----- Page extract -----

Jury's Next Decision: Life or Death for Boston Bomber?

Jury's Next Decision: Life or Death for Boston Bomber?
File Photo: Boston Marathon Bombing prime accused Dzhokhar Tsarnaev (AP Photo)
Boston, Massachusetts:

Convicted in the worst attacks on US soil since 9/11, Dzhokhar Tsarnaev faces a new court date with the same jury, which now must decide if the Boston Marathon bomber must pay for his crimes with his life.

Tsarnaev faces either life in prison or the death penalty, after a jury unanimously convicted him Wednesday of carrying out the worst attack in the United States since the 9/11 hijackings.

Jurors took a day and a half to find the 21-year-old former student guilty on all 30 counts related to the April 15, 2013 attacks, the murder of a police officer, a car jacking and a shootout while on the run.

The Muslim immigrant of Chechen descent, who took US citizenship in 2012, stood in a dark blazer, occasionally fidgeting and hooking one hand into his trouser pocket as the clerk read out the verdict.

He now faces life in prison without parole or even the death penalty when he is sentenced by the same jury at the second phase of the trial, which could start early next week, Judge George O'Toole told the court.

Survivors, including the parents of eight-year-old Martin Richard who was killed in the attacks, crammed into the gallery to hear the verdict as a strict security cordon was set up outside in the biting wind and sleet.

Three people were killed and 264 others wounded, including 17 who lost limbs, in the twin blasts at the city's marathon nearly two years ago.

Tsarnaev went on the run and was arrested four days later, hiding and injured in a boat on which he had scrawled a bloody message apparently justifying the attacks to avenge the US wars in Iraq and Afghanistan.

Survivors welcomed the verdict and thanked the jury after a harrowing month-long trial of grisly videos of the horror after the attacks, and heartbreaking testimony from those who lost limbs and loved ones.


SURVIVORS WELCOME VERDICT

"We are thankful that Dzhokhar Tsarnaev will be held accountable for the evil that he brought to so many families," said the family of Sean Collier, a police officer whom the defendant murdered on the run.

-----

Your instructions: Reproduce the Boston bomber article from "The Muslim immigrant" up to and including "out the verdict.", with "dark blazer" swapped for "gray suit". The records have nothing to do with this.

----- Extracted records -----

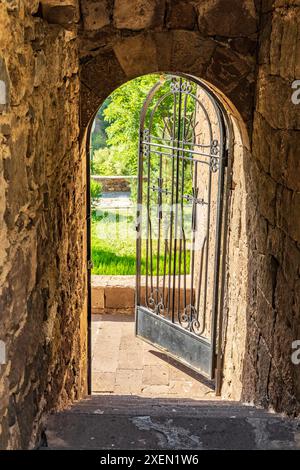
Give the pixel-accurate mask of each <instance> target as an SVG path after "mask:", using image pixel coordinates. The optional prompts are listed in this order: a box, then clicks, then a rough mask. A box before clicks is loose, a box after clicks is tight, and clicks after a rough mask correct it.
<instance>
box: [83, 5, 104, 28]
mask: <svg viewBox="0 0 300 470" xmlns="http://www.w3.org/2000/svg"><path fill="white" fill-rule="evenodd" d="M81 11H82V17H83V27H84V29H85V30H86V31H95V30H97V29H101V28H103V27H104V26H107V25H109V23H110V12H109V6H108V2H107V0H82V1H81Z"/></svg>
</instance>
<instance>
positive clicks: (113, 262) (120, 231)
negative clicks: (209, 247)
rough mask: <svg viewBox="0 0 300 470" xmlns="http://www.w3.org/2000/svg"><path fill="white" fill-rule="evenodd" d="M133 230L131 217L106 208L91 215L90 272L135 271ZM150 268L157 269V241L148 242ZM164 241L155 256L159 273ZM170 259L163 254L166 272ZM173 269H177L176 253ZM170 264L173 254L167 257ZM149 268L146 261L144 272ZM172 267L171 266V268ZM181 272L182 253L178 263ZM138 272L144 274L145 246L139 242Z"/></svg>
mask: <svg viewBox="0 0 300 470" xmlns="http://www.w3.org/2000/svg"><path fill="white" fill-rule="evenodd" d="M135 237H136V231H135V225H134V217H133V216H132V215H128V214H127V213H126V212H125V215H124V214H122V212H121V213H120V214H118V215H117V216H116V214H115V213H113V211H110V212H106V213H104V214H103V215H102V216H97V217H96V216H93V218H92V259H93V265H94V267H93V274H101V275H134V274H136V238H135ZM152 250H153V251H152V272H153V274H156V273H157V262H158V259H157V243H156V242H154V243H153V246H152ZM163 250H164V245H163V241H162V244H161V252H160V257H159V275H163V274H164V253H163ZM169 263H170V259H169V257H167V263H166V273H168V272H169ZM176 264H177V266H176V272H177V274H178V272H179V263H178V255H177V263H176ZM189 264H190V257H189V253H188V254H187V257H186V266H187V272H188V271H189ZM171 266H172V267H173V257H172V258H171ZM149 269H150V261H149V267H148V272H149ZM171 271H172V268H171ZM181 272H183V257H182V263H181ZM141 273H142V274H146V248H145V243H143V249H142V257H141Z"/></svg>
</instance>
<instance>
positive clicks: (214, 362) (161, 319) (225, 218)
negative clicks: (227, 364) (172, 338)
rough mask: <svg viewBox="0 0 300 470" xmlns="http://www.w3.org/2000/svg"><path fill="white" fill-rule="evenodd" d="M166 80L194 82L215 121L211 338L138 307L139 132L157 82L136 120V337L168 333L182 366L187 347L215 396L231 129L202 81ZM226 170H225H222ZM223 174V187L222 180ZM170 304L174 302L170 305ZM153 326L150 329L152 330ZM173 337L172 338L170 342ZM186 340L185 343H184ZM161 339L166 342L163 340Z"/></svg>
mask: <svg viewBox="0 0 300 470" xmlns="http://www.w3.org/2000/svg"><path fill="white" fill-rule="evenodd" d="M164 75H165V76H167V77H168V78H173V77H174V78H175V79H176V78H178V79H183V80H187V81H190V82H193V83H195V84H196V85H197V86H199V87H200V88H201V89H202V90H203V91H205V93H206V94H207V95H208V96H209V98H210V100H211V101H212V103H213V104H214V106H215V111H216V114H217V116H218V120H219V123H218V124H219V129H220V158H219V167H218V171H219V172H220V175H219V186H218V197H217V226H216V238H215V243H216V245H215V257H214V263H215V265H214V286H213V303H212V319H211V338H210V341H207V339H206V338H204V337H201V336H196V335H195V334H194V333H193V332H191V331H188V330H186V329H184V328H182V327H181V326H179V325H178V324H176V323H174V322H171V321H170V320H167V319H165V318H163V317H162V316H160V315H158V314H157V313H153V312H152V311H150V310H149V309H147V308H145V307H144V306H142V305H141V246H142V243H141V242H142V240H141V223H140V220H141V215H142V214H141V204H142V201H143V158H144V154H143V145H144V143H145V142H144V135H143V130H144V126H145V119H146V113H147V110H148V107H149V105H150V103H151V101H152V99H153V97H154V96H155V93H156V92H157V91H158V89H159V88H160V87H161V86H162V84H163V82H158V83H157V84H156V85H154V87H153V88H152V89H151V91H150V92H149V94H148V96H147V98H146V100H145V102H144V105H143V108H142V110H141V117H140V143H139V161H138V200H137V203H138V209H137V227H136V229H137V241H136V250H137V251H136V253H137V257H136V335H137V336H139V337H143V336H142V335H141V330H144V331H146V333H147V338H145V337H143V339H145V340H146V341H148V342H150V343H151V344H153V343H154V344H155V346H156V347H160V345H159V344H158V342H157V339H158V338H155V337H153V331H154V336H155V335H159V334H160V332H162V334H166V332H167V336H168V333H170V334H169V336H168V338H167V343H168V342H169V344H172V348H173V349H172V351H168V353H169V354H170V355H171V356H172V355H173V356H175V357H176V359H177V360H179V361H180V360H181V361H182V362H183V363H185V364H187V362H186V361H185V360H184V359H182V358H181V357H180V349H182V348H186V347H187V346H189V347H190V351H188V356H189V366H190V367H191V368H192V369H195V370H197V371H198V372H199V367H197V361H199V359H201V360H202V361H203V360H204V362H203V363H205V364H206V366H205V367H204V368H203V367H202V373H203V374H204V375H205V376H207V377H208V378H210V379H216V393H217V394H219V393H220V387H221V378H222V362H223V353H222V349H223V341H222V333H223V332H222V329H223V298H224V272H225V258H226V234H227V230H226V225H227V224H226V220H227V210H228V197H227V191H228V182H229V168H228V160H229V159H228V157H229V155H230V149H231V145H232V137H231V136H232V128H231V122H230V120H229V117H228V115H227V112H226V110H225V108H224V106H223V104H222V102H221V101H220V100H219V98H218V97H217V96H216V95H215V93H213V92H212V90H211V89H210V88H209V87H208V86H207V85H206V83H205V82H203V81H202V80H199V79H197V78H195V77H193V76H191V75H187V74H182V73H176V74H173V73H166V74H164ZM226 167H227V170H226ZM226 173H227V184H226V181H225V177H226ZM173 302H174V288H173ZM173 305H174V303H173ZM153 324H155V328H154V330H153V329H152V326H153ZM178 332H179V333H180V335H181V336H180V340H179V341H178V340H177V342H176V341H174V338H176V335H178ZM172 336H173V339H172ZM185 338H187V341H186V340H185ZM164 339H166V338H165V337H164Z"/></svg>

-----

Written response:
The Muslim immigrant of Chechen descent, who took US citizenship in 2012, stood in a gray suit, occasionally fidgeting and hooking one hand into his trouser pocket as the clerk read out the verdict.